— Your task —
Without changing anything, transcribe all of the entries.
Content starts
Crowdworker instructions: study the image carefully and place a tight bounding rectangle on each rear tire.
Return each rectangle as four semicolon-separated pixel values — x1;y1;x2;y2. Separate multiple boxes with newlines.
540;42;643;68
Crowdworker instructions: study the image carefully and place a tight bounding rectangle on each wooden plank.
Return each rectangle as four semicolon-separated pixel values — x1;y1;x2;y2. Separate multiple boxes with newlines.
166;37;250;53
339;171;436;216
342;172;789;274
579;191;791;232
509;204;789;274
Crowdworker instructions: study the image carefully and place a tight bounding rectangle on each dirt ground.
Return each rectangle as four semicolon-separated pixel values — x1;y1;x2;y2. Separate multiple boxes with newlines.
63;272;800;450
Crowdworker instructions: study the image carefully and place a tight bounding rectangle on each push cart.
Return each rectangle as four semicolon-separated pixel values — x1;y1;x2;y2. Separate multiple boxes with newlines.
Content ends
— Result of this task —
Crowdworker instructions: study the image carefully and place a tight bounding rectangle on each rear tire.
Return each rectangle as four semicolon-separated pixel values — x1;y1;x2;y2. Separate multiple boxes with newlines.
540;42;643;68
Crowdworker instructions: study the image carefully and place a tight bounding rectangle on each wooden plank.
Return each rectangle as four semicolon-separated pixel values — x1;y1;x2;y2. Separate multiple boxes with newlines.
166;37;250;53
339;171;436;216
342;172;789;274
579;191;791;232
509;204;789;274
Crowdworker instructions: study the image carefully and place a tight bounding rectangle on each dirt ground.
Return each rectangle as four semicolon-separated pixel values — x1;y1;x2;y2. Separate multiple boxes with newlines.
63;272;800;450
Crowdworker instructions: study the image carefully and place a tight bounding rectangle on each push cart.
Return each rectangle as four semicolon-separated pixel values — x1;y1;x2;y2. Separate multiple boxes with newlines.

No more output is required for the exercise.